### Extracted information

***

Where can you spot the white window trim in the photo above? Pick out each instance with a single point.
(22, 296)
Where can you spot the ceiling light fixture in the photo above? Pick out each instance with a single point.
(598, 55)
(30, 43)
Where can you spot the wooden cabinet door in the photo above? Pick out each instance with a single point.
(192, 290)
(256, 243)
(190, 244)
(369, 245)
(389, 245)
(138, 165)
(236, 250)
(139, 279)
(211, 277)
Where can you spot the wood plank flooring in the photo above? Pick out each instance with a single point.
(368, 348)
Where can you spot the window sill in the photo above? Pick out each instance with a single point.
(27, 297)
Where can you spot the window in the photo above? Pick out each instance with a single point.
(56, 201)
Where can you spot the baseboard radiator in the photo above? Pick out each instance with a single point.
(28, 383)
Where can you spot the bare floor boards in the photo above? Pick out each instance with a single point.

***

### Aim of the task
After reading the listing, copy all of it out exactly.

### Completed task
Where can you spot the white window trim in the photo above? Pick out each instance with a single point.
(22, 296)
Where can you spot the ceiling light fixture in the photo above? Pick out each instance with a single point.
(598, 55)
(30, 43)
Where can you spot the wooden cabinet door in the photo above? Pick out each instance with a single point.
(192, 290)
(256, 243)
(190, 244)
(369, 245)
(389, 245)
(138, 165)
(236, 250)
(139, 279)
(211, 277)
Where can you spot the wood plank flooring in the photo above? Pick out each instance with a single point.
(368, 348)
Where can you spot the window sill in the photo above? Pick out each instance with a single point.
(27, 297)
Where can you spot the window in the photo above? Pick out each instance with a single point.
(56, 201)
Where can you spot the baseboard radiator in the photo above? Pick out each instance with a single point.
(28, 383)
Where can you spot the bare floor boards in the photo above? Pick out each instance with a single point.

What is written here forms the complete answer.